• ТЕКСТ ДЛЯ ЧТЕНИЯ:
————————
Все мы начиная с 24 февраля 2022 года оказались перед лицом наступающего варварства, насилия и лжи. В этой ситуации чрезвычайно важно сохранить хотя бы остатки культуры и поддержать ценности гуманизма — в том числе ради будущего России. Поэтому редакция «Горького» продолжит говорить о книгах, напоминая нашим читателям, что в мире остается место мысли и вымыслу.
— Расскажите, пожалуйста, о том, как вы начали изучать русскую литературу.
— В 1990 году, когда мне было пятнадцать лет, я поехала на две недели в СССР по обмену, жила в двух русских семьях, сначала в Москве, потом в Чебоксарах, но тогда еще не начала учить русский язык. Я выросла в период холодной войны, когда в США были распространены разные стереотипы об СССР. Меня поразил контраст между тем, как изображают советских людей, и тем, какие они на самом деле. Обе семьи оказались замечательными, я влюбилась в русскую культуру и захотела выучить русский, чтобы однажды вернуться в СССР и иметь возможность говорить с этими людьми на их языке. Когда я поступила на бакалавриат в Принстонский университет, то записалась на курсы русского языка, а потом еще начала ходить на семинар к Кэрил Эмерсон. Так я и начала заниматься русской литературой.
— А как вы впервые познакомились с текстами Лидии Гинзбург?
— Мне потребовалось несколько раз столкнуться с текстами Гинзбург, чтобы заинтересоваться ими. Еще в бакалавриате, когда я писала небольшую исследовательскую работу про «петербургский текст» у Гоголя и Достоевского, Кэрил Эмерсон дала мне почитать на тот момент еще неизданный английский перевод «Записок блокадного человека» [он был опубликован в 1996 году. — К. М.], но тогда проза Гинзбург показалась мне слишком странной и не особо интересной. Уже в аспирантуре Стефани Сандлер задала нам прочитать Гинзбург для одного из семинаров. Не помню, что именно это было, возможно фрагменты книги «О лирике» и «повествование» «Заблуждение воли». Наконец, в третий раз я прочитала Гинзбург с Андреем Зориным, который вел у нас в аспирантуре семинар по «прозе ученых»: Бориса Эйхенбаума, Александра Жолковского, Михаила Безродного и других. Именно тогда я наконец по-настоящему заинтересовалась ею. Меня привлекла сложная история создания и публикации «Записок», а также попытки Гинзбург найти психологические закономерности в собственном поведении и поведении современников.
————————
• ВЫДЕРЖКИ ИЗ ЗАПИСЕЙ:
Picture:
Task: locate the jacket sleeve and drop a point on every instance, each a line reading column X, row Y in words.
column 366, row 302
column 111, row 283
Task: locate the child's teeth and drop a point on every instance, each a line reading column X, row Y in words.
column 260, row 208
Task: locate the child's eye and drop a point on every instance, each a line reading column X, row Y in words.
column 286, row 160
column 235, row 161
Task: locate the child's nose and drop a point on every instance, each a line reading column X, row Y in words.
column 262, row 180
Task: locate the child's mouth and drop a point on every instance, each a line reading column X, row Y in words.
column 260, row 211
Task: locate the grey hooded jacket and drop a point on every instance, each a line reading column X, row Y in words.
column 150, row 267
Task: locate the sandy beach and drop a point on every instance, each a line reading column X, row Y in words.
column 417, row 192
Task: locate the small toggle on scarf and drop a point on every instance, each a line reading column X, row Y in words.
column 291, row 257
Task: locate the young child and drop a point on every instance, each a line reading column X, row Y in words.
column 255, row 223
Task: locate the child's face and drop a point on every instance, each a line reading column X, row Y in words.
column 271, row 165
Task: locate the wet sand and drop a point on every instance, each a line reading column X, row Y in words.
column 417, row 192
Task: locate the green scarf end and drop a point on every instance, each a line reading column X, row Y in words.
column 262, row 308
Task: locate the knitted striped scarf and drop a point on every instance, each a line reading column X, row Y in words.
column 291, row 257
————————
• ЗАДАНИЯ:
[a] Перепишите отрывок текста для чтения от «Все мы начиная» до «мысли и вымыслу.», заменив «книгах» на «литературе».
[b] Кто, согласно тексту для чтения, дал почитать ещё не изданный английский перевод «Записок блокадного человека»?
[c] Изложите текст для чтения в двух предложениях.

• ОТВЕТЫ ПО ЗАДАНИЯМ:
[a]
Все мы начиная с 24 февраля 2022 года оказались перед лицом наступающего варварства, насилия и лжи. В этой ситуации чрезвычайно важно сохранить хотя бы остатки культуры и поддержать ценности гуманизма — в том числе ради будущего России. Поэтому редакция «Горького» продолжит говорить о литературе, напоминая нашим читателям, что в мире остается место мысли и вымыслу.

[b] Кэрил Эмерсон.

[c] Редакция «Горького» заявляет, что продолжит говорить о книгах, чтобы сохранить остатки культуры и поддержать ценности гуманизма. В интервью рассказывается, как поездка по обмену в СССР в 1990 году привела к изучению русского языка и литературы в Принстоне и как интерес к текстам Лидии Гинзбург возник лишь при третьем знакомстве с ними, на семинаре Андрея Зорина.